[Entries taken from a collection]
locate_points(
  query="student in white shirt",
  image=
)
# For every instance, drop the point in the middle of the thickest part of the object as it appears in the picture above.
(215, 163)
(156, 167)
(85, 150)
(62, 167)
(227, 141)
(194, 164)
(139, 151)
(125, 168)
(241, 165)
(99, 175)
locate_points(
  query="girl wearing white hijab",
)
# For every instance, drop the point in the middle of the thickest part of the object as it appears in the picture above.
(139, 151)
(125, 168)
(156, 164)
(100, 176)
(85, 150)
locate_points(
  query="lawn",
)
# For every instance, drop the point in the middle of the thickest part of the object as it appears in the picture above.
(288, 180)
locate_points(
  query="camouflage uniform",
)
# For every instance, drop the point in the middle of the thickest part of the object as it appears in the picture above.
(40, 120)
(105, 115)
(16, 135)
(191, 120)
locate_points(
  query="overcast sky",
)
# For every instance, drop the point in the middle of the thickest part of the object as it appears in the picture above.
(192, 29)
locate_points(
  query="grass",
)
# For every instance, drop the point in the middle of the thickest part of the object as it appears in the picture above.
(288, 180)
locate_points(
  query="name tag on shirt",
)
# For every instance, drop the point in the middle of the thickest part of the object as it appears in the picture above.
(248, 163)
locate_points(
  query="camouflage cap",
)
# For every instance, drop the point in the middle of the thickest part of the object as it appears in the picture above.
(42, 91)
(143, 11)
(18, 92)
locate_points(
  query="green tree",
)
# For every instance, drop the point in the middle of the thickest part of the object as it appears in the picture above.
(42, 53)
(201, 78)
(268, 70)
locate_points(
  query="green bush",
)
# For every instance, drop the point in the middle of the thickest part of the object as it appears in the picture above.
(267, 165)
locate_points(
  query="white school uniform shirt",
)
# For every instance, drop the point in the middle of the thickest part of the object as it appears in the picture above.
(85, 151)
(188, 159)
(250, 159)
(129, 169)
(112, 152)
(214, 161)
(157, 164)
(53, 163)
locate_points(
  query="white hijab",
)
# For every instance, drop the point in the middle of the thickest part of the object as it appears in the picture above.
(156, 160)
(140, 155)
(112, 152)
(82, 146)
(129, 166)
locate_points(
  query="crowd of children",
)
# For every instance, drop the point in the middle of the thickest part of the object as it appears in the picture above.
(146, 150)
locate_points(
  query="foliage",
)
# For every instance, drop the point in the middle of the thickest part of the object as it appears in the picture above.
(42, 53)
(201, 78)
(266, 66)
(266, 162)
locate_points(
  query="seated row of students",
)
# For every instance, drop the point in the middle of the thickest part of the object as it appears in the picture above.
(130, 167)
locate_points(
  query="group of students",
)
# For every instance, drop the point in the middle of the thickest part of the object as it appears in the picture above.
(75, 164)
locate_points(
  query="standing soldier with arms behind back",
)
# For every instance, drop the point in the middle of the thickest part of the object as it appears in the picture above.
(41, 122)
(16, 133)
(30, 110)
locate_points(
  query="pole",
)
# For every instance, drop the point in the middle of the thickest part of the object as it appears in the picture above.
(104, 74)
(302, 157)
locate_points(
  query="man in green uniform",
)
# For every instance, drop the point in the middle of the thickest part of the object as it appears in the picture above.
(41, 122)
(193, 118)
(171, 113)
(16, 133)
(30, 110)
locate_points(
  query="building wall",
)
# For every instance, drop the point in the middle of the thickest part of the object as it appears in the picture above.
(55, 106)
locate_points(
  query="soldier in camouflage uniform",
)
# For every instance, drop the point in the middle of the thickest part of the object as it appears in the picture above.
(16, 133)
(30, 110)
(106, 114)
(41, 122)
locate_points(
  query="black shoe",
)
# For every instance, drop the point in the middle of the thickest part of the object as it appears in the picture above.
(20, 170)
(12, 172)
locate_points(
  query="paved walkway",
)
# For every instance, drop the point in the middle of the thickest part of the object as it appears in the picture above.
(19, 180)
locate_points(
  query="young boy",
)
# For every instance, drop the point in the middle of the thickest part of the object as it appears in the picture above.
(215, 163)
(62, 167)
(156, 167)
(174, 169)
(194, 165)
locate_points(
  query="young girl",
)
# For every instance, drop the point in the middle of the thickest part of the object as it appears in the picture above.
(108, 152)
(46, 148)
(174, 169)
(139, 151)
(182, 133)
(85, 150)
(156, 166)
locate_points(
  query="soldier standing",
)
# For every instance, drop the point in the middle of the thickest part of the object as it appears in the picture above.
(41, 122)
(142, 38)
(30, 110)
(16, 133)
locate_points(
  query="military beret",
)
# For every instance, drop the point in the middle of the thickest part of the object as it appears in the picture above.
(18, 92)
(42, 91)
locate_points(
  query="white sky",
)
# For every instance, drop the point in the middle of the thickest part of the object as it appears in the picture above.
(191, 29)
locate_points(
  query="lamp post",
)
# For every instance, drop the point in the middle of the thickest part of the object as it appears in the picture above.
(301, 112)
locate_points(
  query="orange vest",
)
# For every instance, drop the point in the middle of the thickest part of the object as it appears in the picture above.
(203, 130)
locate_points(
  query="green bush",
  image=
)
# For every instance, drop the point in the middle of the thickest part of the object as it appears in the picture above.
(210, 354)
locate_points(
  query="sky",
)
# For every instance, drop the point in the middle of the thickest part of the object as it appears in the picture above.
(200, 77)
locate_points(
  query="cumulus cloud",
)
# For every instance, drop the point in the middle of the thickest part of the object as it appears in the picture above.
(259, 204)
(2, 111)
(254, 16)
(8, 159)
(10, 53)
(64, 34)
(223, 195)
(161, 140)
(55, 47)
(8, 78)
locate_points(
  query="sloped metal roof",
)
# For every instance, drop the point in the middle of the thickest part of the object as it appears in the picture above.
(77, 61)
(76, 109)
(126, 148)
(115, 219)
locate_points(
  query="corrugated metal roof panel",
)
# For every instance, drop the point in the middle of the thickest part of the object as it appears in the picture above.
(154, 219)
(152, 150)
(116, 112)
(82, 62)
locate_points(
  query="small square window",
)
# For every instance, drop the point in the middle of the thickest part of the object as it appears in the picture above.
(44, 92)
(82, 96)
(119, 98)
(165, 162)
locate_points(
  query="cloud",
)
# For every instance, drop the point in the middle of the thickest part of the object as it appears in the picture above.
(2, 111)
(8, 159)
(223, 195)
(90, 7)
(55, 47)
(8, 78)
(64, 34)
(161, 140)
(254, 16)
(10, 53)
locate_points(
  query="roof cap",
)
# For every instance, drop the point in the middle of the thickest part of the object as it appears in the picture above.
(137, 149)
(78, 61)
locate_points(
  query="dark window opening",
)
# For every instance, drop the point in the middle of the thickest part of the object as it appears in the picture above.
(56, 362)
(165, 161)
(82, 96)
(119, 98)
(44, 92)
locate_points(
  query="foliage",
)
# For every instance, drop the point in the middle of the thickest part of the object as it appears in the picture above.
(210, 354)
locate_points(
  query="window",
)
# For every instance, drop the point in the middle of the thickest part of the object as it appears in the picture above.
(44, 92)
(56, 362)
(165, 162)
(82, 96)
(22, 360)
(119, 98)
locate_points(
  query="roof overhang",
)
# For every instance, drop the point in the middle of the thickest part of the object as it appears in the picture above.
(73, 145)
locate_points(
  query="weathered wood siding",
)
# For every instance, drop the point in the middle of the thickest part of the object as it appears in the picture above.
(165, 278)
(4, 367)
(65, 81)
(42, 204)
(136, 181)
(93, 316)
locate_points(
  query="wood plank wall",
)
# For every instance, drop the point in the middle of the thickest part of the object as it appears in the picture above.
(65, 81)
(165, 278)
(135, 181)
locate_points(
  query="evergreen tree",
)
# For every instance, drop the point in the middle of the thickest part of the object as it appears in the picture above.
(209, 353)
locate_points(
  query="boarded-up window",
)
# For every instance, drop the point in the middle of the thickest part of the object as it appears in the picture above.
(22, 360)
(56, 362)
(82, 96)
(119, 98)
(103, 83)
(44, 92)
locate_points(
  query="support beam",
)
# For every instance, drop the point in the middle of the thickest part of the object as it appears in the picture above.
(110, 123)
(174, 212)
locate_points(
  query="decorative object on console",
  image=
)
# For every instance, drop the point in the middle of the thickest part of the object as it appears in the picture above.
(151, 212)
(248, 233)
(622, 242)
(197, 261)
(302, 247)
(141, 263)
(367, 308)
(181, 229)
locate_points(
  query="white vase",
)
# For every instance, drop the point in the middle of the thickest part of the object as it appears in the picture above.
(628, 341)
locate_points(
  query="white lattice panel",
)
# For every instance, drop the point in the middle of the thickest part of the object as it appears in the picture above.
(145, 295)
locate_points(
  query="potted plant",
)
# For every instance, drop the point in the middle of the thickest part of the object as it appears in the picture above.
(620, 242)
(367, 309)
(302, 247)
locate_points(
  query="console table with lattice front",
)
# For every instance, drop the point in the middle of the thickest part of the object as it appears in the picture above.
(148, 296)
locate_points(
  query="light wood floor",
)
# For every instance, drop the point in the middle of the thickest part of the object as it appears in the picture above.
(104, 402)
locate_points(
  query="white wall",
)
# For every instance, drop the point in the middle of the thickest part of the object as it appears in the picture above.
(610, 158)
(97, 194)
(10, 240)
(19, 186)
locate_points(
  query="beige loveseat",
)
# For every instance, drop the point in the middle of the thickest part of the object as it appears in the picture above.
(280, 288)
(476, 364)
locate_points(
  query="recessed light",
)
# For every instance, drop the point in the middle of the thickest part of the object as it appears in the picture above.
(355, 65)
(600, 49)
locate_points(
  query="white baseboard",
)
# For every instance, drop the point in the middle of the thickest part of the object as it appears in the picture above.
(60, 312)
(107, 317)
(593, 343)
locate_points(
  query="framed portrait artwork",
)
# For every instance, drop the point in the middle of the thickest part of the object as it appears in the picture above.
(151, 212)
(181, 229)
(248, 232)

◆ **INSTRUCTIONS FOR THE TASK**: Extract each line of the data that contains the word "light".

◆ **RESULT OF THIS TASK**:
  query="light wood floor",
  query="recessed light",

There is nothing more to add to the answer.